- _Exercise instructions_
Copy the data below word for word, starting at the line that contains "For every instance of the cloud, the" and continuing through the last line of the data. Include both the first and the last line, and nothing else.
——————————
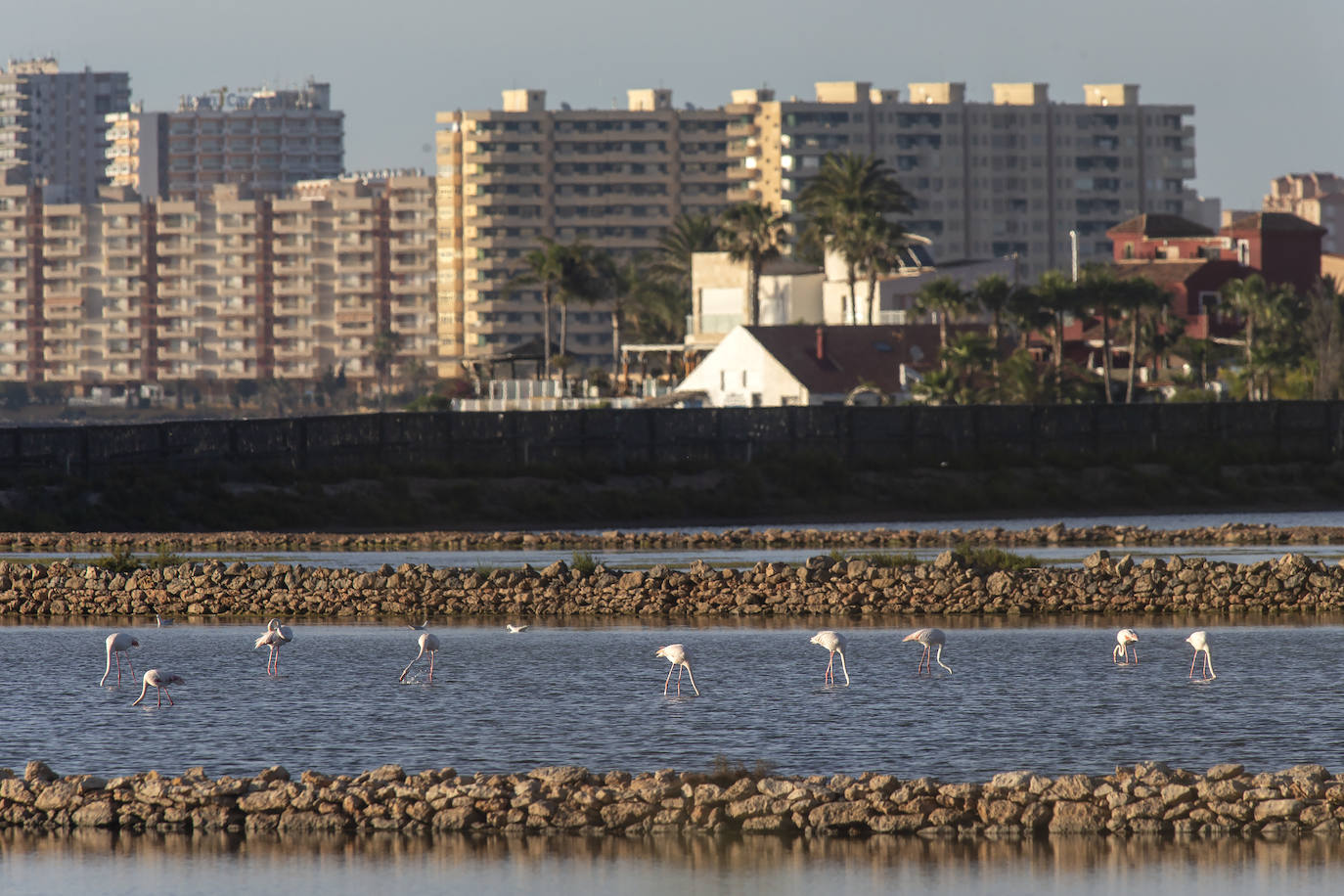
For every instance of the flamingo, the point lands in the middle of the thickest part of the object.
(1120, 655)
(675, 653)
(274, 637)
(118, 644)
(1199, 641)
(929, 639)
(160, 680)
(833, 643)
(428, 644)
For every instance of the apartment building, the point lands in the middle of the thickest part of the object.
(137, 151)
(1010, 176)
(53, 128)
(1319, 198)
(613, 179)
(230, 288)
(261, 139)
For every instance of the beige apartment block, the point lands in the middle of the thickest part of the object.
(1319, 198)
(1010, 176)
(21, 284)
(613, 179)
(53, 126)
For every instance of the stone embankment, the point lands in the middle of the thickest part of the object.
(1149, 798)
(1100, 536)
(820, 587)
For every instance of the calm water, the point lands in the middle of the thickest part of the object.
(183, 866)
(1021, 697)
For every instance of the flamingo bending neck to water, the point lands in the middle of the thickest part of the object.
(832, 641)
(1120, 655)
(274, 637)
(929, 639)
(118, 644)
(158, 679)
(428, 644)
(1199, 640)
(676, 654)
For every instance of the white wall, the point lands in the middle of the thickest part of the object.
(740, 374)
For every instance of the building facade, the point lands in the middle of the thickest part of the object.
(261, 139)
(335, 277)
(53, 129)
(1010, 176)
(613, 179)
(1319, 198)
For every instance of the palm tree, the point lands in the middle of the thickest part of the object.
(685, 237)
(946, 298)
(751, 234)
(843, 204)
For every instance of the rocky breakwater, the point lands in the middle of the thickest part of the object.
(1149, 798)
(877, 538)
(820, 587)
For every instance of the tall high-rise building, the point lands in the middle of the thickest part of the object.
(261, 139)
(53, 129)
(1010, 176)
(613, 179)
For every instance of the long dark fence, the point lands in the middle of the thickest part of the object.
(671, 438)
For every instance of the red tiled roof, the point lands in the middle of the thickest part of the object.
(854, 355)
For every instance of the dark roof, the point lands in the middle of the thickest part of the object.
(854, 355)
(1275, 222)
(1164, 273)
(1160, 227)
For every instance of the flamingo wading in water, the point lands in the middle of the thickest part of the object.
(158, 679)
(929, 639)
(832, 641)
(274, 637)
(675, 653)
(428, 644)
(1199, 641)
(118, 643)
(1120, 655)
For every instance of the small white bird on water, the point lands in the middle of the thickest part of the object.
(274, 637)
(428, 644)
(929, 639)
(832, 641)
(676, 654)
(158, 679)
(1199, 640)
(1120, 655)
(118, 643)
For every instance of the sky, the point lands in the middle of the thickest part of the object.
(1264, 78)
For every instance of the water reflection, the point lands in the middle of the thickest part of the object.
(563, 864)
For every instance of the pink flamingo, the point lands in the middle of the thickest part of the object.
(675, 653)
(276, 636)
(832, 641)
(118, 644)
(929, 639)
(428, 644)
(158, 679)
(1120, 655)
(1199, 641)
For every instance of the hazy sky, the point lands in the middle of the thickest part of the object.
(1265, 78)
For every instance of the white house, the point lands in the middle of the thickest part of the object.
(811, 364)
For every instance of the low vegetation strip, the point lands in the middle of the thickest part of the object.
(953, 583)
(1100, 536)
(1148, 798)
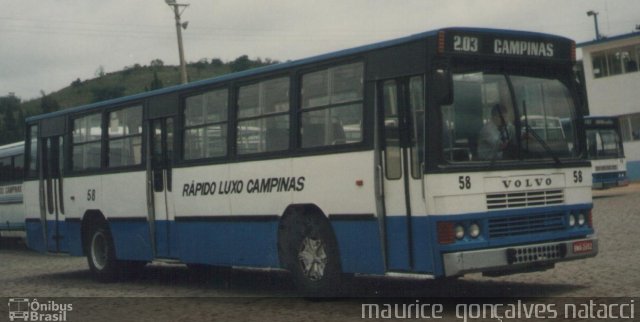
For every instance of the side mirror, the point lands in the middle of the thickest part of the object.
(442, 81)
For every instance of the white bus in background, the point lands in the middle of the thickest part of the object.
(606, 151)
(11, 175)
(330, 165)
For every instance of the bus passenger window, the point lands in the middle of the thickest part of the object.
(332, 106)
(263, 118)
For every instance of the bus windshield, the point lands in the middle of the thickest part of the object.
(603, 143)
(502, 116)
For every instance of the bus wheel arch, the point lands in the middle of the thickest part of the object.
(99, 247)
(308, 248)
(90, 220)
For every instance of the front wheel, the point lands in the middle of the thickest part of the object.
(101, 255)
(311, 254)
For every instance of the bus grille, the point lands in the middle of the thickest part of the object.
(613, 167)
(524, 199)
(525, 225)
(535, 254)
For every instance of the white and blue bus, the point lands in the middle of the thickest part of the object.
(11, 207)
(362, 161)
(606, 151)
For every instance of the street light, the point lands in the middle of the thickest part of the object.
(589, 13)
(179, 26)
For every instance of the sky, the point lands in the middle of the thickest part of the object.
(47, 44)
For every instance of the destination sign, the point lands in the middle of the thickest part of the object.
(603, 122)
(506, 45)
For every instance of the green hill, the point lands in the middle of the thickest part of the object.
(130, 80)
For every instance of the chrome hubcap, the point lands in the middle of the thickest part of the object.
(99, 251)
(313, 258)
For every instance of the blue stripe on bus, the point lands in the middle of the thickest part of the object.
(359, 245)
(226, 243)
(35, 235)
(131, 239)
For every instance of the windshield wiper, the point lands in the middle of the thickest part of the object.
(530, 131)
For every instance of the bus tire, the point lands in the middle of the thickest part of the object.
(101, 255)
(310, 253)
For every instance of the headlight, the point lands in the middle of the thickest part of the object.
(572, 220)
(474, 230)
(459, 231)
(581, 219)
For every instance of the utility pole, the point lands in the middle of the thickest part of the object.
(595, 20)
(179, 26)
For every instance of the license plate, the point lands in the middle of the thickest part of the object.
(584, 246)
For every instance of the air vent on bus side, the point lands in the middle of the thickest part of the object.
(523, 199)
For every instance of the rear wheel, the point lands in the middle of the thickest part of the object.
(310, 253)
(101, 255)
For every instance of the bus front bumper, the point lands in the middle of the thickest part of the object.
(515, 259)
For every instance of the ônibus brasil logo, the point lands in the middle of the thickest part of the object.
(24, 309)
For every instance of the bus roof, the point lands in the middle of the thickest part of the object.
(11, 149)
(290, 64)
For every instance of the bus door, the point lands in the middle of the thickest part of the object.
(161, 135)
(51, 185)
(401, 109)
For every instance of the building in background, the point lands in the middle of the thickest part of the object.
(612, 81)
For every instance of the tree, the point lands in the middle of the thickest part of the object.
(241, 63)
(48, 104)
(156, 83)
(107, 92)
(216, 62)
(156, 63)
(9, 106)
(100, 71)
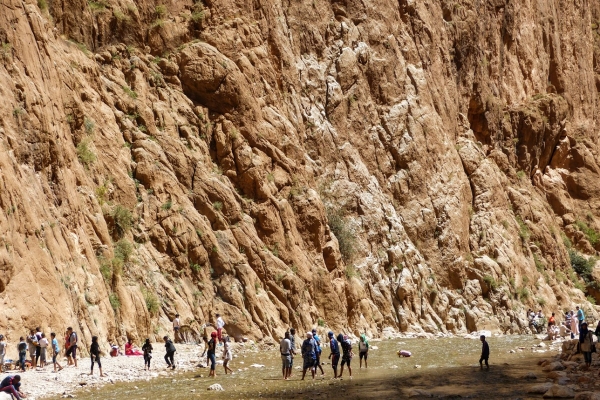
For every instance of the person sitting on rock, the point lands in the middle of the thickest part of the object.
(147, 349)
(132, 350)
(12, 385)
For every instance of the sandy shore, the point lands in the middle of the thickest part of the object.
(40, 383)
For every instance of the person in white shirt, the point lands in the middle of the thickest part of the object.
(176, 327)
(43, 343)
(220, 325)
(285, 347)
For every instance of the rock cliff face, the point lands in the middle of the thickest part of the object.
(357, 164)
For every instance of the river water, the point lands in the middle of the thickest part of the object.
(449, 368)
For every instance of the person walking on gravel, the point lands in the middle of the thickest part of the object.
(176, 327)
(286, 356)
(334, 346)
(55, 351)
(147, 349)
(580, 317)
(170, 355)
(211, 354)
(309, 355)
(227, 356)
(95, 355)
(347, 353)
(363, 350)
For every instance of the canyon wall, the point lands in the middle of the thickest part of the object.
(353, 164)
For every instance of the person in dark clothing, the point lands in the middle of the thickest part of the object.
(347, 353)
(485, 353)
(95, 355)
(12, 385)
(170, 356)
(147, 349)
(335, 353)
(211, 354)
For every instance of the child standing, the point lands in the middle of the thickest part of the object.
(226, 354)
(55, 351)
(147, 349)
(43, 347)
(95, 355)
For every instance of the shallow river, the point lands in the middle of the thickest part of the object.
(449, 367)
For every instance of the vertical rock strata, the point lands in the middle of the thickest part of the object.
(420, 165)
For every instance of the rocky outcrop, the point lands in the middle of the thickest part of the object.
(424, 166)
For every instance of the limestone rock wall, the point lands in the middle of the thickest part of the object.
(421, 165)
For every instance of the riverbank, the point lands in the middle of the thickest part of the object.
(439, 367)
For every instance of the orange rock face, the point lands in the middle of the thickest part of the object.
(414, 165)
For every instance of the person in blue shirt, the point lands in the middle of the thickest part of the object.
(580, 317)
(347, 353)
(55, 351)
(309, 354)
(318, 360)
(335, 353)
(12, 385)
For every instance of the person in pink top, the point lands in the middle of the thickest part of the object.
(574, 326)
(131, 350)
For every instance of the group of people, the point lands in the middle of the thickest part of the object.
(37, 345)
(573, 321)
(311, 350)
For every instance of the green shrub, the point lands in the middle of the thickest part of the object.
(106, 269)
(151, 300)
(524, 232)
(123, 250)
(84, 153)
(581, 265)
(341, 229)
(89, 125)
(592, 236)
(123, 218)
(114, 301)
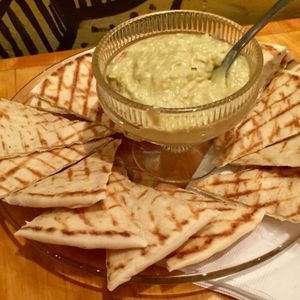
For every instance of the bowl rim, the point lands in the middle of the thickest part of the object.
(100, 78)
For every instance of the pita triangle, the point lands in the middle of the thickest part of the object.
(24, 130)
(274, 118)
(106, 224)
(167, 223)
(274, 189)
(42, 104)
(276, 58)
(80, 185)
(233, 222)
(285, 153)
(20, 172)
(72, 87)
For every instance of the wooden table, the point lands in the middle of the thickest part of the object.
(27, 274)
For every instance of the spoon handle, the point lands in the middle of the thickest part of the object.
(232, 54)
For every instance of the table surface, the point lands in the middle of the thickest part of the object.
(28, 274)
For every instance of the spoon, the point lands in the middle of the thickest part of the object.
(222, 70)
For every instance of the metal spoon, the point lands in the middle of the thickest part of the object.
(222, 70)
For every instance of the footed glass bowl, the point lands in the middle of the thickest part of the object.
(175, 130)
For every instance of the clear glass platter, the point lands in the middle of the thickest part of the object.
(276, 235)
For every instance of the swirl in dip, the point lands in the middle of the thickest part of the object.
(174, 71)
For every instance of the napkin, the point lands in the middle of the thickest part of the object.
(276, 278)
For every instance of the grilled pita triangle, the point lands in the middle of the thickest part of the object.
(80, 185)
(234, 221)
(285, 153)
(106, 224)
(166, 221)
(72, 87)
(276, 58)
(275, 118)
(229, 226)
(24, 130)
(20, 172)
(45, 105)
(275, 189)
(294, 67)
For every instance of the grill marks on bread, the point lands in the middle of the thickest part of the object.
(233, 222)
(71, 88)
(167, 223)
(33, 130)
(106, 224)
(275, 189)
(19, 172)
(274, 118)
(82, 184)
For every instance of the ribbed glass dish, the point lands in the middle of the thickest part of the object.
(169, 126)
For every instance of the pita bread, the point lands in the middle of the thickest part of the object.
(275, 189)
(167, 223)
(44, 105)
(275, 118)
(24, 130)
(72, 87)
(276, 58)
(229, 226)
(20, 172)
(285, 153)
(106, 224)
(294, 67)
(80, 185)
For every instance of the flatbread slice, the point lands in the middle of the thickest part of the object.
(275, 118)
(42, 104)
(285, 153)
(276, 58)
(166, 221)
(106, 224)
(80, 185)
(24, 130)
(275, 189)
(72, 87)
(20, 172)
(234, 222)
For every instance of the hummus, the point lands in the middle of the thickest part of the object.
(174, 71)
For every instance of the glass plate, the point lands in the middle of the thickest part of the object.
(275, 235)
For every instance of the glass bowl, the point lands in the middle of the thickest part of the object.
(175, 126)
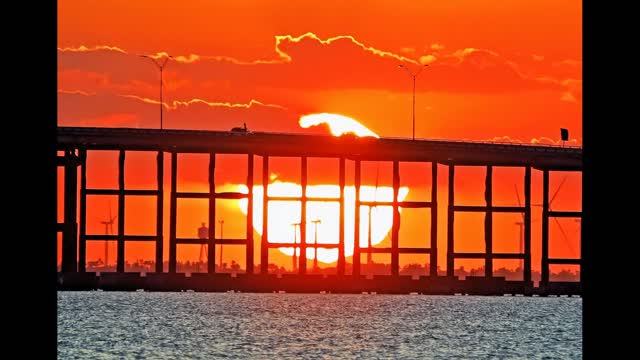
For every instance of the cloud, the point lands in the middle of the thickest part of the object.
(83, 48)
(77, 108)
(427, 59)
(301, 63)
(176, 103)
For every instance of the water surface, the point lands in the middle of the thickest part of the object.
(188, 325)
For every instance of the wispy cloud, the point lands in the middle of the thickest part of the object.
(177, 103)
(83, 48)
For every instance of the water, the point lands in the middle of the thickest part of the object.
——————————
- _Solution to this exercise_
For every instance of the cloud, the point lands in the middle of the thickest part of the object.
(83, 48)
(77, 108)
(427, 59)
(301, 63)
(176, 103)
For every instance of the water surface, the point lands in the middle of the thickest part of the object.
(188, 325)
For every instance of the wispy cloud, the point lands in the middle of the thickest part of the object.
(177, 103)
(83, 48)
For every instance of the water, the point lands in the middle of the thickest part of the object.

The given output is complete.